§ **To-do list**
1) In the passage on APIs and internet growth, write out the part that opens with the words containing "Even Brazilian retailer" and closes with "solutions and apps.", renaming "connected societies" to "networked societies".
2) Go on with the passage on APIs and internet growth from its last sentence.

* START Given text *

Even Brazilian retailer ViaVarejo exposed APIs to partners through a marketplace proposition, and today it represents 25 percent of its gross merchandise volume.
Redesign customer journey for better value
Interestingly, connected societies tend to create greater demand for API-delivered online solutions and apps.
Statista reports that there are over 3 billion smartphone users worldwide and this is forecast to increase by several hundred million in the next few years. In 2013, 73 percent of internet usage was through computers and 27 percent of usage through smartphones. Now internet usage between both devices is at par.
The Global Digital Report says internet users grow by one million a day and over 125 billion devices are expected to connect to the internet by 2030. This prompts a competition shift, which suggests that in order to create new ecosystems and guarantee business continuity, companies will have to connect with other businesses.

* END Given text *
* START Provided records *

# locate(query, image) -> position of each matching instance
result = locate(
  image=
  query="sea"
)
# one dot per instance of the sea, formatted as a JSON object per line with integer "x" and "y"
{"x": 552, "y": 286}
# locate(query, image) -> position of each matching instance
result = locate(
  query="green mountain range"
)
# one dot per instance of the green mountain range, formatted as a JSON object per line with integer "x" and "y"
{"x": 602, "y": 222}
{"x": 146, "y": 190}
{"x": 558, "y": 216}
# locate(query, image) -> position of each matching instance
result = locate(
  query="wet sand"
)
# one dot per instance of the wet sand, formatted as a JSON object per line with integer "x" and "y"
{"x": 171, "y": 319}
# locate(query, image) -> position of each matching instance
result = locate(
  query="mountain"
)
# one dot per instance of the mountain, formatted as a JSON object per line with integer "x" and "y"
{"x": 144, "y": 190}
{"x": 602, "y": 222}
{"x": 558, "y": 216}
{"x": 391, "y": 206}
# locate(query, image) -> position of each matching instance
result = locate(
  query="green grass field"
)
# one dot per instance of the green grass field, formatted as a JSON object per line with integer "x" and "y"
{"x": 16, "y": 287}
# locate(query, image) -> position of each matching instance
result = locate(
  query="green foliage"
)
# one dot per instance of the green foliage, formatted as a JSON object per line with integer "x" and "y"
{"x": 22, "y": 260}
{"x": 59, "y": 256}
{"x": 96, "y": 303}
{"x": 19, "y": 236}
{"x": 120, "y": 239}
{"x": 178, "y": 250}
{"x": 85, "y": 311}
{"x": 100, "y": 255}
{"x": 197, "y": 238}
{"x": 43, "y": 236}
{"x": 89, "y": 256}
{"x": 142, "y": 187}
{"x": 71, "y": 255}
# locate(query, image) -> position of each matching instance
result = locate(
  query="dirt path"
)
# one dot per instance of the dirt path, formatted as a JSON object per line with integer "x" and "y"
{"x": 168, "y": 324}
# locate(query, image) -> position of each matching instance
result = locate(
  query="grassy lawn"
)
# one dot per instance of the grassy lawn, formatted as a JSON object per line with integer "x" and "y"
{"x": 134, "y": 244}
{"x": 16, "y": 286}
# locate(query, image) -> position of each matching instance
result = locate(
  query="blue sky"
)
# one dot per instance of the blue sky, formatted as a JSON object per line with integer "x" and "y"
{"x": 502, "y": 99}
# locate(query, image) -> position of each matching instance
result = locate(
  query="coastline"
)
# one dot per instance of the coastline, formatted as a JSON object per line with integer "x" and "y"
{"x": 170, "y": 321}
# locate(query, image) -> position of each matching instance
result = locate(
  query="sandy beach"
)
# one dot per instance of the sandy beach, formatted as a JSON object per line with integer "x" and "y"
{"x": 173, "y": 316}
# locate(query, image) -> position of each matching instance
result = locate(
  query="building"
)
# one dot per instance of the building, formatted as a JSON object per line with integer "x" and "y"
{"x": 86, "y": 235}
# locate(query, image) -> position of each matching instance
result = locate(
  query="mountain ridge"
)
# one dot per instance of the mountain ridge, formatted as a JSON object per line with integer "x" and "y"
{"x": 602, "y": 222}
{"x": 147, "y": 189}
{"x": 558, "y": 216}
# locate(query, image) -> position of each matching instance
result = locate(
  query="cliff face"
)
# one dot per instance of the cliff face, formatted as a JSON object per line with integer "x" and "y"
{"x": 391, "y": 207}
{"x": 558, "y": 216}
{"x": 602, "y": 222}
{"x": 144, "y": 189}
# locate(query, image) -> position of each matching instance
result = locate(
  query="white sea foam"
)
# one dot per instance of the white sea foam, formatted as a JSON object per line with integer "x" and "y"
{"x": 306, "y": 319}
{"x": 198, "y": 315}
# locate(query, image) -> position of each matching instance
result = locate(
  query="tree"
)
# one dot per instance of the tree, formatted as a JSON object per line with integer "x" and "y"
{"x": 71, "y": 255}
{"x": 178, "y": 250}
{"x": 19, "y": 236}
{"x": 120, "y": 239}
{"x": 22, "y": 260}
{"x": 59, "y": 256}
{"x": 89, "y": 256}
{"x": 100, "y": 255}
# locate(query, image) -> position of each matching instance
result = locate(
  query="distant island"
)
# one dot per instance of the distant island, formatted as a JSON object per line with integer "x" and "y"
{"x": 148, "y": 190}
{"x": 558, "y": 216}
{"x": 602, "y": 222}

* END Provided records *

§ **Per-task answers**
1)
Even Brazilian retailer ViaVarejo exposed APIs to partners through a marketplace proposition, and today it represents 25 percent of its gross merchandise volume.
Redesign customer journey for better value
Interestingly, networked societies tend to create greater demand for API-delivered online solutions and apps.

2)
New ecosystems are forcing companies to rethink strategies. For example, multinational corporations such as Google and Amazon are ecosystem players having hubs within a wide network of customers, suppliers and producers of complimentary services—in turn creating value through relationships and networks.
The next decade requires businesses to ascend and offer real time support to customers requests through smartphones. This can only be achieved through APIs. In essence, redesigning customer journey by putting in place event-driven architecture which responds to a sequence of events is imperative. And with customers becoming the real owners of their data, they will decide the best service providers and choose them within a more competitive and innovative financial services ecosystem.